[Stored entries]
"""

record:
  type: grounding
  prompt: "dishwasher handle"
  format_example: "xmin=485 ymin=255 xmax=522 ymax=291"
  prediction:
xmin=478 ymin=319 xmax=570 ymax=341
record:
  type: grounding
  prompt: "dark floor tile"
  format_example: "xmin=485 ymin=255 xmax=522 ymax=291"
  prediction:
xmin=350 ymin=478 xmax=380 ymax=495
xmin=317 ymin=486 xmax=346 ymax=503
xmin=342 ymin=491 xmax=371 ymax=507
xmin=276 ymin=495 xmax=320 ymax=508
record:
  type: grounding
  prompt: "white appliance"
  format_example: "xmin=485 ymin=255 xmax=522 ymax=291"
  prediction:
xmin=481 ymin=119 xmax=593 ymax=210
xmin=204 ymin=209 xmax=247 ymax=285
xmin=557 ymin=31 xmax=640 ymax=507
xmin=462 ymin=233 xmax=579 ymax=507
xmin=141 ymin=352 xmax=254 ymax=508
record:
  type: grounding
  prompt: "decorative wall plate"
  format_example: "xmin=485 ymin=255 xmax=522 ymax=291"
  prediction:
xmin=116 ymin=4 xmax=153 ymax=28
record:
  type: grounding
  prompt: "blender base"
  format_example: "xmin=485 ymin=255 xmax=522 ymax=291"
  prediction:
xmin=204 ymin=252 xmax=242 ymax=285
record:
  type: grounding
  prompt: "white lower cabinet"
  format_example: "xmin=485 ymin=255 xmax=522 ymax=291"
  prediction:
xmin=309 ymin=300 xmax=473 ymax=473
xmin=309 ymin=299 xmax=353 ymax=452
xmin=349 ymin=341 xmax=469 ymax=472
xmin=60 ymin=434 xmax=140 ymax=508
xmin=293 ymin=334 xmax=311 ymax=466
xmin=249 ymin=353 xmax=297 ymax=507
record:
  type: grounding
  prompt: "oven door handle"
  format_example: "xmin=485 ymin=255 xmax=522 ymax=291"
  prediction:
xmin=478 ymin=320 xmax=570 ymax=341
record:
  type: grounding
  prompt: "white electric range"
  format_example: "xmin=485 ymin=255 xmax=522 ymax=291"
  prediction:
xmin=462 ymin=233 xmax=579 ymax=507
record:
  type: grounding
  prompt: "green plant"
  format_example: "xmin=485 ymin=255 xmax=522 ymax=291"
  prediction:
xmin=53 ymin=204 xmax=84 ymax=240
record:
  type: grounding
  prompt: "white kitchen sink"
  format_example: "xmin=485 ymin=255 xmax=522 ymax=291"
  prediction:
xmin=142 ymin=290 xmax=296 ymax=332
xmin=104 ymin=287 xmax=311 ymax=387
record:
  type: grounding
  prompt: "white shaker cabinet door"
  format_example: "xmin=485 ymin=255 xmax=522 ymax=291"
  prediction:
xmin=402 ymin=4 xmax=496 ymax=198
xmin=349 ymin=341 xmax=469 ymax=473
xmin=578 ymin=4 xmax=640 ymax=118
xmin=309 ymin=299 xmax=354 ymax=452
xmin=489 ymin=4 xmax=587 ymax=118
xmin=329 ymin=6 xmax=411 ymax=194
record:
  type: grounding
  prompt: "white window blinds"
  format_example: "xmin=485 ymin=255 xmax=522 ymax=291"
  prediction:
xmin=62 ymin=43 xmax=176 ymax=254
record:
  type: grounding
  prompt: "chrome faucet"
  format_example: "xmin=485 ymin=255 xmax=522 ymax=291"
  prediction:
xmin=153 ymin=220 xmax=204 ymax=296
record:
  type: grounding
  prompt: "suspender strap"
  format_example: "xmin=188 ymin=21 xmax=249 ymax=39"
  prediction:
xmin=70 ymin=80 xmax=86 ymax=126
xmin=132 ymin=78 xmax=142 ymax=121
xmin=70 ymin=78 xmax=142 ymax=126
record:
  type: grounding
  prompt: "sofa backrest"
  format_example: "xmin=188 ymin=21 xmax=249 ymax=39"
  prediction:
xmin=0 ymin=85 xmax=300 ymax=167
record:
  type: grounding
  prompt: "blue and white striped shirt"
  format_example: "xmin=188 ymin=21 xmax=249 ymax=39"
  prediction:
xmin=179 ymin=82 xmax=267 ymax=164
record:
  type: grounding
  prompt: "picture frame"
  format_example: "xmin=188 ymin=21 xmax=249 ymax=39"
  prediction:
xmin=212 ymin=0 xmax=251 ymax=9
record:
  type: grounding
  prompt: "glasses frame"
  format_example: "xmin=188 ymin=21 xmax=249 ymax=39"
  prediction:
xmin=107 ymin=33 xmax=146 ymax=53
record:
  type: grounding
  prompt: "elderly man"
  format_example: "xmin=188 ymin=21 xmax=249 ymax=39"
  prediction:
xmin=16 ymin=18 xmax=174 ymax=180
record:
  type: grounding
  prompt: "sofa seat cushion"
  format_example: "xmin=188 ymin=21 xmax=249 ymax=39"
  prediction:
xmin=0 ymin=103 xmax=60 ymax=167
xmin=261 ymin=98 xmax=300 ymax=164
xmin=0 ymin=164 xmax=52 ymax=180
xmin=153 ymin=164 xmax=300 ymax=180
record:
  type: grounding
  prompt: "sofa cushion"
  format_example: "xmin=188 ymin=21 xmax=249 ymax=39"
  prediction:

"""

— WRITTEN PROBLEM —
Put every line of the listing above into a Markdown table with the columns "No." and "Text", numbering each row and leaving out any blank lines.

— THE ANSWER —
| No. | Text |
|---|---|
| 1 | record: |
| 2 |   type: grounding |
| 3 |   prompt: "dishwasher handle" |
| 4 |   format_example: "xmin=485 ymin=255 xmax=522 ymax=291" |
| 5 |   prediction: |
| 6 | xmin=478 ymin=319 xmax=570 ymax=341 |
| 7 | record: |
| 8 |   type: grounding |
| 9 |   prompt: "dark floor tile" |
| 10 |   format_example: "xmin=485 ymin=255 xmax=522 ymax=291" |
| 11 |   prediction: |
| 12 | xmin=350 ymin=478 xmax=380 ymax=495 |
| 13 | xmin=317 ymin=486 xmax=346 ymax=503 |
| 14 | xmin=342 ymin=491 xmax=371 ymax=507 |
| 15 | xmin=276 ymin=495 xmax=320 ymax=508 |
| 16 | record: |
| 17 |   type: grounding |
| 18 |   prompt: "white appliance" |
| 19 |   format_example: "xmin=485 ymin=255 xmax=522 ymax=291" |
| 20 |   prediction: |
| 21 | xmin=481 ymin=119 xmax=593 ymax=210 |
| 22 | xmin=204 ymin=209 xmax=247 ymax=285 |
| 23 | xmin=557 ymin=31 xmax=640 ymax=507 |
| 24 | xmin=462 ymin=233 xmax=579 ymax=507 |
| 25 | xmin=141 ymin=352 xmax=254 ymax=508 |
| 26 | record: |
| 27 |   type: grounding |
| 28 |   prompt: "decorative wall plate" |
| 29 |   format_example: "xmin=485 ymin=255 xmax=522 ymax=291" |
| 30 |   prediction: |
| 31 | xmin=116 ymin=4 xmax=153 ymax=28 |
| 32 | record: |
| 33 |   type: grounding |
| 34 |   prompt: "blender base" |
| 35 |   format_example: "xmin=485 ymin=255 xmax=522 ymax=291" |
| 36 |   prediction: |
| 37 | xmin=204 ymin=252 xmax=242 ymax=285 |
| 38 | record: |
| 39 |   type: grounding |
| 40 |   prompt: "white lower cabinet" |
| 41 |   format_example: "xmin=485 ymin=255 xmax=522 ymax=291" |
| 42 |   prediction: |
| 43 | xmin=309 ymin=300 xmax=473 ymax=473 |
| 44 | xmin=309 ymin=299 xmax=353 ymax=452 |
| 45 | xmin=349 ymin=341 xmax=469 ymax=472 |
| 46 | xmin=60 ymin=434 xmax=140 ymax=508 |
| 47 | xmin=293 ymin=334 xmax=311 ymax=466 |
| 48 | xmin=249 ymin=353 xmax=297 ymax=507 |
| 49 | record: |
| 50 |   type: grounding |
| 51 |   prompt: "oven door handle" |
| 52 |   format_example: "xmin=485 ymin=255 xmax=522 ymax=291" |
| 53 |   prediction: |
| 54 | xmin=478 ymin=320 xmax=570 ymax=341 |
| 55 | record: |
| 56 |   type: grounding |
| 57 |   prompt: "white electric range" |
| 58 |   format_example: "xmin=485 ymin=255 xmax=522 ymax=291" |
| 59 |   prediction: |
| 60 | xmin=462 ymin=233 xmax=579 ymax=507 |
| 61 | record: |
| 62 |   type: grounding |
| 63 |   prompt: "green plant" |
| 64 |   format_example: "xmin=485 ymin=255 xmax=522 ymax=291" |
| 65 |   prediction: |
| 66 | xmin=53 ymin=204 xmax=84 ymax=240 |
| 67 | record: |
| 68 |   type: grounding |
| 69 |   prompt: "white kitchen sink" |
| 70 |   format_example: "xmin=485 ymin=255 xmax=522 ymax=291" |
| 71 |   prediction: |
| 72 | xmin=142 ymin=290 xmax=296 ymax=332 |
| 73 | xmin=104 ymin=287 xmax=311 ymax=387 |
| 74 | record: |
| 75 |   type: grounding |
| 76 |   prompt: "white shaker cabinet door" |
| 77 |   format_example: "xmin=485 ymin=255 xmax=522 ymax=291" |
| 78 |   prediction: |
| 79 | xmin=402 ymin=4 xmax=496 ymax=198 |
| 80 | xmin=349 ymin=341 xmax=469 ymax=473 |
| 81 | xmin=578 ymin=4 xmax=640 ymax=118 |
| 82 | xmin=309 ymin=299 xmax=354 ymax=452 |
| 83 | xmin=489 ymin=4 xmax=587 ymax=118 |
| 84 | xmin=329 ymin=6 xmax=411 ymax=194 |
| 85 | record: |
| 86 |   type: grounding |
| 87 |   prompt: "white window blinds" |
| 88 |   format_example: "xmin=485 ymin=255 xmax=522 ymax=291" |
| 89 |   prediction: |
| 90 | xmin=62 ymin=43 xmax=176 ymax=254 |
| 91 | record: |
| 92 |   type: grounding |
| 93 |   prompt: "chrome faucet" |
| 94 |   format_example: "xmin=485 ymin=255 xmax=522 ymax=291" |
| 95 |   prediction: |
| 96 | xmin=153 ymin=220 xmax=204 ymax=296 |
| 97 | record: |
| 98 |   type: grounding |
| 99 |   prompt: "suspender strap" |
| 100 |   format_example: "xmin=188 ymin=21 xmax=249 ymax=39" |
| 101 |   prediction: |
| 102 | xmin=70 ymin=80 xmax=86 ymax=126 |
| 103 | xmin=132 ymin=78 xmax=142 ymax=121 |
| 104 | xmin=70 ymin=78 xmax=142 ymax=126 |
| 105 | record: |
| 106 |   type: grounding |
| 107 |   prompt: "sofa backrest" |
| 108 |   format_example: "xmin=188 ymin=21 xmax=249 ymax=39" |
| 109 |   prediction: |
| 110 | xmin=0 ymin=85 xmax=300 ymax=167 |
| 111 | record: |
| 112 |   type: grounding |
| 113 |   prompt: "blue and white striped shirt" |
| 114 |   format_example: "xmin=188 ymin=21 xmax=249 ymax=39" |
| 115 |   prediction: |
| 116 | xmin=179 ymin=82 xmax=267 ymax=164 |
| 117 | record: |
| 118 |   type: grounding |
| 119 |   prompt: "picture frame" |
| 120 |   format_example: "xmin=188 ymin=21 xmax=249 ymax=39" |
| 121 |   prediction: |
| 122 | xmin=212 ymin=0 xmax=251 ymax=9 |
| 123 | record: |
| 124 |   type: grounding |
| 125 |   prompt: "glasses frame" |
| 126 |   format_example: "xmin=188 ymin=21 xmax=249 ymax=39" |
| 127 |   prediction: |
| 128 | xmin=107 ymin=33 xmax=146 ymax=53 |
| 129 | record: |
| 130 |   type: grounding |
| 131 |   prompt: "elderly man" |
| 132 |   format_example: "xmin=188 ymin=21 xmax=249 ymax=39" |
| 133 |   prediction: |
| 134 | xmin=16 ymin=18 xmax=174 ymax=180 |
| 135 | record: |
| 136 |   type: grounding |
| 137 |   prompt: "sofa seat cushion" |
| 138 |   format_example: "xmin=188 ymin=21 xmax=249 ymax=39" |
| 139 |   prediction: |
| 140 | xmin=0 ymin=103 xmax=60 ymax=167 |
| 141 | xmin=261 ymin=98 xmax=300 ymax=164 |
| 142 | xmin=0 ymin=164 xmax=52 ymax=180 |
| 143 | xmin=153 ymin=164 xmax=300 ymax=180 |
| 144 | record: |
| 145 |   type: grounding |
| 146 |   prompt: "sofa cushion" |
| 147 |   format_example: "xmin=188 ymin=21 xmax=249 ymax=39" |
| 148 |   prediction: |